**WRITTEN EXERCISE:** Reproduce as a numbered list, skipping blank lines, the part of the material that opens with the line containing "trim --coords pixels" and closes with the line containing "201L423 201L419 156L402", both of those lines included.

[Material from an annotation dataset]
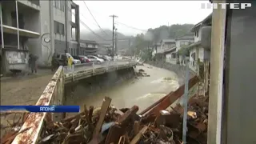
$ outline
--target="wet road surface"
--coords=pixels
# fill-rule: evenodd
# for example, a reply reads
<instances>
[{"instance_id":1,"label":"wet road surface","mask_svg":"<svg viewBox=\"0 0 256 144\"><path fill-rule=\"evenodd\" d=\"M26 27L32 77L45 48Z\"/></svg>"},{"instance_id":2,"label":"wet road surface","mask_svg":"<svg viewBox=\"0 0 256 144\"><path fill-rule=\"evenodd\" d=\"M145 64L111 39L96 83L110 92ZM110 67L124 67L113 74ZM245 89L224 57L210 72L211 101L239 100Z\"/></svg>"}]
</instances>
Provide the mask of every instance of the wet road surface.
<instances>
[{"instance_id":1,"label":"wet road surface","mask_svg":"<svg viewBox=\"0 0 256 144\"><path fill-rule=\"evenodd\" d=\"M137 66L135 71L139 69L144 70L150 77L133 78L92 94L80 92L81 95L76 95L80 98L74 103L82 108L84 104L100 106L104 97L107 96L112 98L111 104L118 108L137 105L140 111L179 86L176 74L171 71L149 65Z\"/></svg>"}]
</instances>

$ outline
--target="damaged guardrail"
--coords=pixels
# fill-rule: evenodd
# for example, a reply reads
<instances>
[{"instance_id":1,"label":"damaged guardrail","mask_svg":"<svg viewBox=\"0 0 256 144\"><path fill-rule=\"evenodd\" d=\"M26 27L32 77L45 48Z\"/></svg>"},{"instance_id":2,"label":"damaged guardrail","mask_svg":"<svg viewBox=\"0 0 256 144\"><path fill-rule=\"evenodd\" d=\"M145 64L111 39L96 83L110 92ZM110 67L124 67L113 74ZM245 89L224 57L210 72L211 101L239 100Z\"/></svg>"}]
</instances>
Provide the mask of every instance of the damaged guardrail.
<instances>
[{"instance_id":1,"label":"damaged guardrail","mask_svg":"<svg viewBox=\"0 0 256 144\"><path fill-rule=\"evenodd\" d=\"M59 66L46 86L36 106L62 105L64 77L63 67ZM30 113L26 122L16 137L13 137L13 144L37 143L40 137L44 119L61 120L62 114ZM11 139L9 139L11 140ZM11 142L11 141L10 141Z\"/></svg>"},{"instance_id":2,"label":"damaged guardrail","mask_svg":"<svg viewBox=\"0 0 256 144\"><path fill-rule=\"evenodd\" d=\"M132 67L137 64L131 60L106 61L104 62L89 62L72 66L64 66L65 83L78 81L93 75Z\"/></svg>"},{"instance_id":3,"label":"damaged guardrail","mask_svg":"<svg viewBox=\"0 0 256 144\"><path fill-rule=\"evenodd\" d=\"M123 68L134 66L135 62L120 60L114 62L107 62L103 63L86 63L75 65L72 69L70 66L59 66L51 80L46 86L40 98L35 106L53 106L63 105L64 85L66 75L72 74L86 73L86 70L91 70L92 73L97 72L98 69L103 69L105 72L108 70L116 70ZM22 125L15 133L5 134L1 139L1 143L38 143L43 131L45 131L45 120L58 122L64 117L62 114L58 113L25 113L23 114Z\"/></svg>"}]
</instances>

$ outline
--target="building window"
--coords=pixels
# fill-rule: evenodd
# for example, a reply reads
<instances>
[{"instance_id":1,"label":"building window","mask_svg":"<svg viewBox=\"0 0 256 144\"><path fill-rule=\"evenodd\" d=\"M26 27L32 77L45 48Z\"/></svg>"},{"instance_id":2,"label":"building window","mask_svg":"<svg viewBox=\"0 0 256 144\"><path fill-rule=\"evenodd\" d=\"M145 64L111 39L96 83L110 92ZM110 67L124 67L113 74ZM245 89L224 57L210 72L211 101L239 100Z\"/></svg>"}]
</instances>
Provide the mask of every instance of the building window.
<instances>
[{"instance_id":1,"label":"building window","mask_svg":"<svg viewBox=\"0 0 256 144\"><path fill-rule=\"evenodd\" d=\"M64 24L54 21L54 33L61 35L65 35Z\"/></svg>"},{"instance_id":2,"label":"building window","mask_svg":"<svg viewBox=\"0 0 256 144\"><path fill-rule=\"evenodd\" d=\"M55 0L54 1L54 6L56 7L56 9L58 9L62 11L64 11L65 10L65 2L66 1L57 1Z\"/></svg>"},{"instance_id":3,"label":"building window","mask_svg":"<svg viewBox=\"0 0 256 144\"><path fill-rule=\"evenodd\" d=\"M198 38L198 30L196 30L196 31L194 32L194 35L195 35L197 38Z\"/></svg>"}]
</instances>

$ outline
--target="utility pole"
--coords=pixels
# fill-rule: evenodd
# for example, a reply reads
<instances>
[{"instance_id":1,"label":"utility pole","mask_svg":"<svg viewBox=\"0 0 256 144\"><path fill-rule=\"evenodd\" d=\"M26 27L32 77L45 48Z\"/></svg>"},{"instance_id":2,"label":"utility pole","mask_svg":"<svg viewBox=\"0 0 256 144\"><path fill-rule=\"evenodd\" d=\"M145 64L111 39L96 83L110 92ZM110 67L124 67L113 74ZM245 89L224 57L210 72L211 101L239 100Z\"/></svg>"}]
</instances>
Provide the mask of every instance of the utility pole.
<instances>
[{"instance_id":1,"label":"utility pole","mask_svg":"<svg viewBox=\"0 0 256 144\"><path fill-rule=\"evenodd\" d=\"M118 54L118 33L117 30L115 29L115 54Z\"/></svg>"},{"instance_id":2,"label":"utility pole","mask_svg":"<svg viewBox=\"0 0 256 144\"><path fill-rule=\"evenodd\" d=\"M112 30L113 30L113 35L112 35L112 57L114 58L114 29L115 29L115 27L114 27L114 18L118 18L118 16L116 16L116 15L110 15L110 17L112 17L112 18L113 18L113 29L112 29Z\"/></svg>"},{"instance_id":3,"label":"utility pole","mask_svg":"<svg viewBox=\"0 0 256 144\"><path fill-rule=\"evenodd\" d=\"M131 48L130 48L130 39L129 38L128 40L129 40L129 42L128 42L129 50L130 50L130 59L131 59L131 58L133 58L133 54L132 54L133 50L132 50Z\"/></svg>"}]
</instances>

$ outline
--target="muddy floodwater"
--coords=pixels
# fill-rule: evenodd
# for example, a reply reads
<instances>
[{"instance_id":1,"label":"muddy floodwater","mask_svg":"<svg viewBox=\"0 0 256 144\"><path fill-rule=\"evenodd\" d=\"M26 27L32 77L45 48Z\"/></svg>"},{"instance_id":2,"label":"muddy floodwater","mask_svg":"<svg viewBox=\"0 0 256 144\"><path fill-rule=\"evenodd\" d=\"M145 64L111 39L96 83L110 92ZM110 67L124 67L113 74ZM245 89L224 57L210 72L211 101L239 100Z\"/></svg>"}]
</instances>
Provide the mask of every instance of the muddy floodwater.
<instances>
[{"instance_id":1,"label":"muddy floodwater","mask_svg":"<svg viewBox=\"0 0 256 144\"><path fill-rule=\"evenodd\" d=\"M100 106L106 96L112 98L111 104L118 108L137 105L140 111L179 86L174 72L149 65L137 66L134 70L138 71L139 69L144 70L150 77L134 78L90 94L86 91L79 93L81 95L76 95L79 98L72 103L79 105L81 109L84 104Z\"/></svg>"}]
</instances>

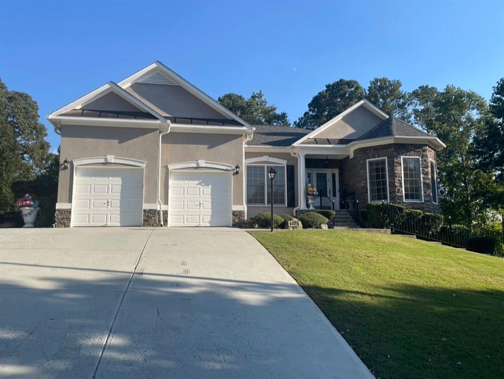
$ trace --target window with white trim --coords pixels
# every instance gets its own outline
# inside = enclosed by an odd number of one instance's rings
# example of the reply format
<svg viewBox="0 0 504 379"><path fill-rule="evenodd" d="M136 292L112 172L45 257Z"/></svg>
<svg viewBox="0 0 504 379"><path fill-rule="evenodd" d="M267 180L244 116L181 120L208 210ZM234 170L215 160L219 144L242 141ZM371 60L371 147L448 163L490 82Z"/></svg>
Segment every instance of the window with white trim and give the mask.
<svg viewBox="0 0 504 379"><path fill-rule="evenodd" d="M367 190L369 201L389 201L387 158L367 160Z"/></svg>
<svg viewBox="0 0 504 379"><path fill-rule="evenodd" d="M273 179L273 205L285 206L286 200L286 171L284 166L247 165L247 204L271 204L271 180L268 172L273 167L277 172Z"/></svg>
<svg viewBox="0 0 504 379"><path fill-rule="evenodd" d="M405 201L423 201L419 156L402 157L403 190Z"/></svg>
<svg viewBox="0 0 504 379"><path fill-rule="evenodd" d="M430 188L432 191L432 202L437 204L437 174L436 173L436 164L430 161Z"/></svg>

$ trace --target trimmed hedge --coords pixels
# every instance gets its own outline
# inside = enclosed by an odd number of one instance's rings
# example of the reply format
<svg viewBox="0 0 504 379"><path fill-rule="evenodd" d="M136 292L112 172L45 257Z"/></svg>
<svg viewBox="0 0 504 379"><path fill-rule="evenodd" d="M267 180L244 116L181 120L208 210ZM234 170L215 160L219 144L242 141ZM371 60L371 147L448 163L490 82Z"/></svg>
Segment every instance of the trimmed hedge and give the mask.
<svg viewBox="0 0 504 379"><path fill-rule="evenodd" d="M283 219L284 222L282 223L282 225L280 226L284 228L287 228L287 224L289 221L294 220L294 216L291 214L280 214L279 216L281 217Z"/></svg>
<svg viewBox="0 0 504 379"><path fill-rule="evenodd" d="M317 212L303 213L297 218L303 228L320 228L321 225L327 224L329 220Z"/></svg>
<svg viewBox="0 0 504 379"><path fill-rule="evenodd" d="M259 228L268 228L271 227L271 215L269 212L261 212L256 215L254 218ZM283 224L284 219L276 214L273 215L273 227L278 228Z"/></svg>
<svg viewBox="0 0 504 379"><path fill-rule="evenodd" d="M323 216L325 217L326 219L328 219L329 220L332 220L336 215L336 212L334 210L331 210L331 209L320 209L319 210L316 210L315 211L319 214L322 214Z"/></svg>

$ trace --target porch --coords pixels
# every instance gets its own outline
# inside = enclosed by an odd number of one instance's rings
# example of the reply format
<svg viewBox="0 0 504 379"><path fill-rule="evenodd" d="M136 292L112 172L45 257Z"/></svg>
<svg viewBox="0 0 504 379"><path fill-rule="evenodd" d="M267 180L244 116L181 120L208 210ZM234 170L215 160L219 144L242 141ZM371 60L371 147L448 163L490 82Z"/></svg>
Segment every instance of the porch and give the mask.
<svg viewBox="0 0 504 379"><path fill-rule="evenodd" d="M345 182L345 159L341 154L306 154L300 157L300 210L309 208L306 189L308 184L318 194L314 198L316 209L356 210L355 193L347 190ZM362 168L363 170L365 168ZM303 180L304 179L304 180Z"/></svg>

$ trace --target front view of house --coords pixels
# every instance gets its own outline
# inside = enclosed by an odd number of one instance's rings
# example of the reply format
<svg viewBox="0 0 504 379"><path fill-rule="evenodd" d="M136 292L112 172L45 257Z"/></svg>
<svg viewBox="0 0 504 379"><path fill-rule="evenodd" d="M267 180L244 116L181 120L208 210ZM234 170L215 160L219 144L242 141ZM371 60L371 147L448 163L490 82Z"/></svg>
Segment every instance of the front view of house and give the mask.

**OUTPUT FOR THIS TASK:**
1. $ trace --target window with white trim --coords pixels
2. # every instance gets its own outline
3. # inside = enclosed by an odd number of one instance's rings
4. # example of the reply format
5. <svg viewBox="0 0 504 379"><path fill-rule="evenodd" d="M136 292L112 172L45 257Z"/></svg>
6. <svg viewBox="0 0 504 379"><path fill-rule="evenodd" d="M267 180L244 116L181 120L208 210ZM234 170L215 160L219 144L242 141ZM371 60L371 147L448 163L490 82Z"/></svg>
7. Segment every instance of the window with white trim and give the mask.
8. <svg viewBox="0 0 504 379"><path fill-rule="evenodd" d="M367 190L369 201L389 201L387 158L367 160Z"/></svg>
9. <svg viewBox="0 0 504 379"><path fill-rule="evenodd" d="M273 179L273 205L285 206L286 200L286 171L284 166L247 165L247 204L271 204L271 180L268 172L273 167L277 172Z"/></svg>
10. <svg viewBox="0 0 504 379"><path fill-rule="evenodd" d="M405 201L423 201L419 156L402 157L403 190Z"/></svg>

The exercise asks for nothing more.